Exercise brief —
Although the records contain pictures, only their text should be reproduced, exactly as written.

Data for analysis —
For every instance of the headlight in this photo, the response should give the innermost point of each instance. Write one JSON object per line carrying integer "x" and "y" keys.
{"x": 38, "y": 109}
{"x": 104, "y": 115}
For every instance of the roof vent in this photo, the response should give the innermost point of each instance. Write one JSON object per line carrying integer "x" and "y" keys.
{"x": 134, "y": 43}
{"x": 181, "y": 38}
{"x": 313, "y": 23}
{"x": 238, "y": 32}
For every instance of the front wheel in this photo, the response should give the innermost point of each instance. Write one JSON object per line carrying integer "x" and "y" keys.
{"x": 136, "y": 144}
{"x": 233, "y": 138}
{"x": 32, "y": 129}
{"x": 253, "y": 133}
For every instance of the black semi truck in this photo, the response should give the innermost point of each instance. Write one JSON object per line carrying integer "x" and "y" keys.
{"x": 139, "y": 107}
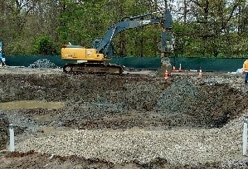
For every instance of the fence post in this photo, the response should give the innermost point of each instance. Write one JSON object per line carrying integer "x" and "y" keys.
{"x": 12, "y": 139}
{"x": 245, "y": 136}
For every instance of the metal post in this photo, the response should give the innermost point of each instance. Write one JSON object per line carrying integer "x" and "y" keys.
{"x": 12, "y": 139}
{"x": 245, "y": 136}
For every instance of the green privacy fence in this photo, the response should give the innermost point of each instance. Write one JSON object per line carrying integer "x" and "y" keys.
{"x": 207, "y": 64}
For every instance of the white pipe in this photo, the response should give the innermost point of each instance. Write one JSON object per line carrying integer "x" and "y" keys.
{"x": 12, "y": 139}
{"x": 245, "y": 136}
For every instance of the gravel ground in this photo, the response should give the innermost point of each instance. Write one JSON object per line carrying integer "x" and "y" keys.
{"x": 133, "y": 121}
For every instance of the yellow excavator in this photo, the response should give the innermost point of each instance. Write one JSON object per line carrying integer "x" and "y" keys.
{"x": 94, "y": 60}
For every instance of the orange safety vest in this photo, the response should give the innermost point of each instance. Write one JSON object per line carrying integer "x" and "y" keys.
{"x": 245, "y": 66}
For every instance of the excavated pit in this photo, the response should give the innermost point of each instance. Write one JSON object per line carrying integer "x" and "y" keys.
{"x": 119, "y": 103}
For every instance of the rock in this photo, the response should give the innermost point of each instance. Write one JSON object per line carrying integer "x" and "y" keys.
{"x": 43, "y": 63}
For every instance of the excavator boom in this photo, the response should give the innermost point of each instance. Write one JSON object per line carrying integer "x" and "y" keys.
{"x": 92, "y": 60}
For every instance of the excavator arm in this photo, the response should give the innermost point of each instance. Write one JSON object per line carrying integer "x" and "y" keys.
{"x": 104, "y": 45}
{"x": 91, "y": 60}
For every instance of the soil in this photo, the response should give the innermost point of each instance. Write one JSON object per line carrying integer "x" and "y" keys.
{"x": 43, "y": 101}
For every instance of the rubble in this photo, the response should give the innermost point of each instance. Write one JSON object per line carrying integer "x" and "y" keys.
{"x": 43, "y": 63}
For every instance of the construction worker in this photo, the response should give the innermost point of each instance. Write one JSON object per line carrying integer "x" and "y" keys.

Solution for this task —
For every instance of the headlight in this photo, the response should give the innermost point of each instance. Write one JSON object per line carrying integer "x" and "y" keys.
{"x": 38, "y": 109}
{"x": 104, "y": 115}
For every instance of the roof vent in this photo, the response should give the innermost point of each instance. Write one JSON object per line carrying integer "x" and "y" keys.
{"x": 134, "y": 43}
{"x": 181, "y": 38}
{"x": 313, "y": 23}
{"x": 238, "y": 32}
For every instance of the front wheel in this photo, the response should give the innermost point of each instance. Write one JSON object per line carrying integer "x" and "y" keys.
{"x": 136, "y": 144}
{"x": 233, "y": 138}
{"x": 32, "y": 129}
{"x": 253, "y": 133}
For every instance of the black semi truck in this photo, the response should give the innermost point of each instance. Write one JSON object per line carrying integer "x" and "y" keys.
{"x": 139, "y": 107}
For every instance of the fence post in this photo, the response should give the innermost point of each instance. Write one JSON object per line carrying integer "x" and "y" keys.
{"x": 12, "y": 139}
{"x": 245, "y": 136}
For every instance of the metal post in this photo, the response should give the innermost point of each instance. Write one JSON object per line carrying integer "x" and "y" keys.
{"x": 12, "y": 139}
{"x": 245, "y": 136}
For every instance of the green privacy fence in this photo, the response should give the innermost point of each instance. Write one JSON object per line carrying integer "x" and "y" keys.
{"x": 207, "y": 64}
For every instance of the white pipe in this photo, the response should give the innermost point of each instance. Write one JSON object per line carrying integer "x" and "y" keys.
{"x": 12, "y": 139}
{"x": 245, "y": 136}
For every instance of the gravel ground in this photo, the response should give the innermost point of each instance. Write one JSON object per line carrying integer "x" and "y" keys.
{"x": 133, "y": 121}
For every instance of the yellow excavator in this photo, the response should give the innermost point of each instance. Write one JSON object per line carrying integer "x" and "y" keys.
{"x": 94, "y": 60}
For every instance of the orange safety vest in this photo, the response should give the innermost point of each instance. Write one JSON object per line carrying integer "x" and "y" keys.
{"x": 245, "y": 66}
For every instance of the excavated pit in this photo, the response should give the innermost point of each instance. Write one JSON object per line carrying integer "x" and "y" keys.
{"x": 119, "y": 103}
For every instance of the rock in this photo, the response should give the innermost point of each instance. Write one JSON object per line carrying integer "x" and "y" keys.
{"x": 43, "y": 63}
For every instance of the excavator boom in this photo, the response should give the innermost point of each instance. Write one JSON object per line carrying integer "x" and "y" keys.
{"x": 92, "y": 60}
For every instance of the excavator arm in this photo, the response should give the innermost point of each instance. Write one JSON object per line carrying integer "x" and "y" keys.
{"x": 104, "y": 45}
{"x": 91, "y": 60}
For every instance of the soil in this photo, the response should give the innermost point of each instance. Write one JSON object per line carrying integer "x" and "y" keys.
{"x": 43, "y": 101}
For every instance of the rubble in this photo, the response should give the innermost point of each instance. Write one JSON object per line carrying integer "x" and "y" keys.
{"x": 43, "y": 63}
For every instance of the construction worker in this photo, the response should give the innermost point of each instance. Write one JSON object per line carrying integer "x" and "y" keys.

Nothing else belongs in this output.